Contour labeling items:
%%
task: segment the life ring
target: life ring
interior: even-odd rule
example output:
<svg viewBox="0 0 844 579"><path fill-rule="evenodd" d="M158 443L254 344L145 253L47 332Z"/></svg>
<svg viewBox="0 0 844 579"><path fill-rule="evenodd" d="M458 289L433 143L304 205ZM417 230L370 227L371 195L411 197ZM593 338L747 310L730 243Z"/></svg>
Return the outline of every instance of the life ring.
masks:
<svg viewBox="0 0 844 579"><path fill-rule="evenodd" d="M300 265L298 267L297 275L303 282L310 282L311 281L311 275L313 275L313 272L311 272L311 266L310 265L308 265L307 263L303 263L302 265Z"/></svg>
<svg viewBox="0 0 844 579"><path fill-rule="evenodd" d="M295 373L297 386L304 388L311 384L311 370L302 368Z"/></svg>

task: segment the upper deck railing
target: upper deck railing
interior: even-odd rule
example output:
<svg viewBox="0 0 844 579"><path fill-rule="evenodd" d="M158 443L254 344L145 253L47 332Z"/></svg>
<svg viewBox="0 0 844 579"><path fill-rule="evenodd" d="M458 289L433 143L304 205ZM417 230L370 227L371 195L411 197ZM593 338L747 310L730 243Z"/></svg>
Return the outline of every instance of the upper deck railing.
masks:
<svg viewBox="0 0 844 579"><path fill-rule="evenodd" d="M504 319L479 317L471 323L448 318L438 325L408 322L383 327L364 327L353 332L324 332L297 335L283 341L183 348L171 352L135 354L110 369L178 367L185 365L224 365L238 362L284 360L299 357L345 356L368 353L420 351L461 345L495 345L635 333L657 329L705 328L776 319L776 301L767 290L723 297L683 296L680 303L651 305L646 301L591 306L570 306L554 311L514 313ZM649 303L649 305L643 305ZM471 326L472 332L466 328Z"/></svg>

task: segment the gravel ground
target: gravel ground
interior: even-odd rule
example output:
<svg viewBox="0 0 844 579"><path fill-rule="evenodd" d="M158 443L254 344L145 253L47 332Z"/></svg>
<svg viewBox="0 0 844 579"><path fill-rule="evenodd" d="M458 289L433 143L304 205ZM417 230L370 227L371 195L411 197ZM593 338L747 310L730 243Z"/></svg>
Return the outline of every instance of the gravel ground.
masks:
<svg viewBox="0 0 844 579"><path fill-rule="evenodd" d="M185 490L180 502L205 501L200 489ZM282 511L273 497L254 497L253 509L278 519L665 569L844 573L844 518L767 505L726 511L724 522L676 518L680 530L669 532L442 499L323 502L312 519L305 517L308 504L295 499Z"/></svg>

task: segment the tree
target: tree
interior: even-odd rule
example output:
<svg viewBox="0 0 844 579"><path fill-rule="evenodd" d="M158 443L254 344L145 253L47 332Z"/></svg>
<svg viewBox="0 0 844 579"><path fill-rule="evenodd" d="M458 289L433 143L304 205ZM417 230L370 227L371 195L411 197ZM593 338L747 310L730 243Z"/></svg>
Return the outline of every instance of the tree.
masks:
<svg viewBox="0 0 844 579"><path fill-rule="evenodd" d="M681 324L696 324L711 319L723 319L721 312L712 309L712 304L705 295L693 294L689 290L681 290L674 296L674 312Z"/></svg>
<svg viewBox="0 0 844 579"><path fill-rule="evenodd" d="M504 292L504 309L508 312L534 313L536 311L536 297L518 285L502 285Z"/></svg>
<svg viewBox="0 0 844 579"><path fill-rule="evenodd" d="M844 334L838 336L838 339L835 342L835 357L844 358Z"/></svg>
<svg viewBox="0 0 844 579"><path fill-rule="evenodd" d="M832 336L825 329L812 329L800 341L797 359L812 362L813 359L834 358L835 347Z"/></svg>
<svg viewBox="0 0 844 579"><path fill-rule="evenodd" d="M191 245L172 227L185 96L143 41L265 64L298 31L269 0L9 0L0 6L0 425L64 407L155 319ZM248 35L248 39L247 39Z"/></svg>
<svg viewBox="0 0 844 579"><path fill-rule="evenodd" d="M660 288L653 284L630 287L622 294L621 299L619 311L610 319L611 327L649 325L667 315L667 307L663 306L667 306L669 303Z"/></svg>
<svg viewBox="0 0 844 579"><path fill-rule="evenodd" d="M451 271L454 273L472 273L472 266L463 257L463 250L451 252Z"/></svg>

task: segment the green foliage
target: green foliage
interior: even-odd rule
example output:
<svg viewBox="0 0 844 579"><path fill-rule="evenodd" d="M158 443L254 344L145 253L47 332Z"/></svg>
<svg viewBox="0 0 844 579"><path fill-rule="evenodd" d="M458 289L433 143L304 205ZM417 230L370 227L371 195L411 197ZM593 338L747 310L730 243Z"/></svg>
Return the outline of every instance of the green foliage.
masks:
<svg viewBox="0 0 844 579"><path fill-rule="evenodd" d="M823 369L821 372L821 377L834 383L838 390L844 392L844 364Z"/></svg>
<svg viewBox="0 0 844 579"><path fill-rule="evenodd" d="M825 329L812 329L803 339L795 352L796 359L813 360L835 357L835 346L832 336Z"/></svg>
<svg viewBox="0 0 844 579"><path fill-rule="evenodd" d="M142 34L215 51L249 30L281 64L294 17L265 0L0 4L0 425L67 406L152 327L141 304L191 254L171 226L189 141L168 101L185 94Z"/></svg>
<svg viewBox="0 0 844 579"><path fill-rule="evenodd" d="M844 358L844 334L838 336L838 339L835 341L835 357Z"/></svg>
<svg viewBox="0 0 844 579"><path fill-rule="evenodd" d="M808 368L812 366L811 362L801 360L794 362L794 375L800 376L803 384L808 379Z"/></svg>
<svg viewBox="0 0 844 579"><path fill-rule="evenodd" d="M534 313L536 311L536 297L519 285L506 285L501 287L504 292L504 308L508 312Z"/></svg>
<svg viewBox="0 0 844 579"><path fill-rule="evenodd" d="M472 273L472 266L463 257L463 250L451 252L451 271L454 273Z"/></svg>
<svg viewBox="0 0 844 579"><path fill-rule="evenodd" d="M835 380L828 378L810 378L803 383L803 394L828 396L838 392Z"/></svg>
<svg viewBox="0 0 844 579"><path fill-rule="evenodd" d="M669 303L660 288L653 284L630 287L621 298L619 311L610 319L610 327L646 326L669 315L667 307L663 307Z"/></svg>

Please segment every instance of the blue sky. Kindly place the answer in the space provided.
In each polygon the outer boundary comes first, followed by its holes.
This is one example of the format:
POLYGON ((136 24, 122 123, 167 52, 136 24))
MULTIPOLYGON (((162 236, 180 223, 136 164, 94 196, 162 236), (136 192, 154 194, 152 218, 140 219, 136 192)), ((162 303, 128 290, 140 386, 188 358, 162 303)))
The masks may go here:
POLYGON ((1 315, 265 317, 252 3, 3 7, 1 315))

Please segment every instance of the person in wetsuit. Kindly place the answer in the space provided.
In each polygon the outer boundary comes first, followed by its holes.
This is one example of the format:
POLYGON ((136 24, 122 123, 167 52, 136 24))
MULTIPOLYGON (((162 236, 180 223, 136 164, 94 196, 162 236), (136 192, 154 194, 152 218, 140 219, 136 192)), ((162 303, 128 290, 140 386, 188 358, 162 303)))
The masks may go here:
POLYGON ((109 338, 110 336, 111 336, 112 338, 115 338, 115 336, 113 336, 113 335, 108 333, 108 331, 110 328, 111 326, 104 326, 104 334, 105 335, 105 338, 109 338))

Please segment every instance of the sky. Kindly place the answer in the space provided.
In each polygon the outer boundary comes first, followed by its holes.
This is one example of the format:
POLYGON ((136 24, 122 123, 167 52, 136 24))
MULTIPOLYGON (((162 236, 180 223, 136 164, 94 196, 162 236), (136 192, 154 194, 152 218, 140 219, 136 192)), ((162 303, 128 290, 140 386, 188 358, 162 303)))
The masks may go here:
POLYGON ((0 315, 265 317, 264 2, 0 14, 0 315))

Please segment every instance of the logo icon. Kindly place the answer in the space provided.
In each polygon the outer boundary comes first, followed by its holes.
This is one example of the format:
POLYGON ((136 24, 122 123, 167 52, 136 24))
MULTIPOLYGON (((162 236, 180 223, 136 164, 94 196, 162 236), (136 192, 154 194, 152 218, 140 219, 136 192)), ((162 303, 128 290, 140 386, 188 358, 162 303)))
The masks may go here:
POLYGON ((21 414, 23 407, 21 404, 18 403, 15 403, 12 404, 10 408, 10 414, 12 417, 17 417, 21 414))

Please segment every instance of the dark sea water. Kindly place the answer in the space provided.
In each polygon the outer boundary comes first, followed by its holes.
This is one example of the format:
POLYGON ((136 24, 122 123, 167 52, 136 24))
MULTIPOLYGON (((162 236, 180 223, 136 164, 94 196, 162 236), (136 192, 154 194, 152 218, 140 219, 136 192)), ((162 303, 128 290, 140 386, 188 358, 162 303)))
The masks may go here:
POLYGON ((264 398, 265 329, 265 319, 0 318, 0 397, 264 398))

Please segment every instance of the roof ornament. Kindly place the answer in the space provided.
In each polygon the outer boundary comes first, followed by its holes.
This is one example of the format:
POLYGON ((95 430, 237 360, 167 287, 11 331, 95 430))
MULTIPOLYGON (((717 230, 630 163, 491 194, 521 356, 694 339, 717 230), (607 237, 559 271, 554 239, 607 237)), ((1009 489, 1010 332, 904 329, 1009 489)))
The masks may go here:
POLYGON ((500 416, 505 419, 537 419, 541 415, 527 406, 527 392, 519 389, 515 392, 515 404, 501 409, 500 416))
%%
Aim » Write out, unchanged, the lines of the entries above from the line containing "Please segment every instance of the sky." through the line containing "POLYGON ((21 414, 23", with both of those lines included.

Answer for the task »
Please segment every instance of the sky. Kindly place the answer in the space provided.
In each polygon the outer boundary comes first, followed by its holes.
This is one example of the format:
POLYGON ((136 24, 122 123, 167 52, 136 24))
MULTIPOLYGON (((162 236, 180 223, 136 164, 94 196, 162 236), (136 192, 154 194, 152 218, 140 219, 136 192)), ((162 303, 128 290, 140 386, 188 358, 162 303)))
The masks may go here:
POLYGON ((0 315, 265 317, 264 2, 0 14, 0 315))

Please segment every instance of the logo icon. Kindly place the answer in the space provided.
In each polygon the outer boundary comes first, followed by its holes.
This is one example of the format:
POLYGON ((136 24, 122 123, 167 52, 136 24))
MULTIPOLYGON (((162 236, 180 223, 136 164, 94 196, 162 236), (136 192, 154 194, 152 218, 140 219, 136 192)), ((162 303, 128 290, 140 386, 188 358, 162 303)))
The masks may go here:
POLYGON ((21 414, 23 407, 21 404, 18 403, 15 403, 12 404, 10 408, 10 414, 12 417, 17 417, 21 414))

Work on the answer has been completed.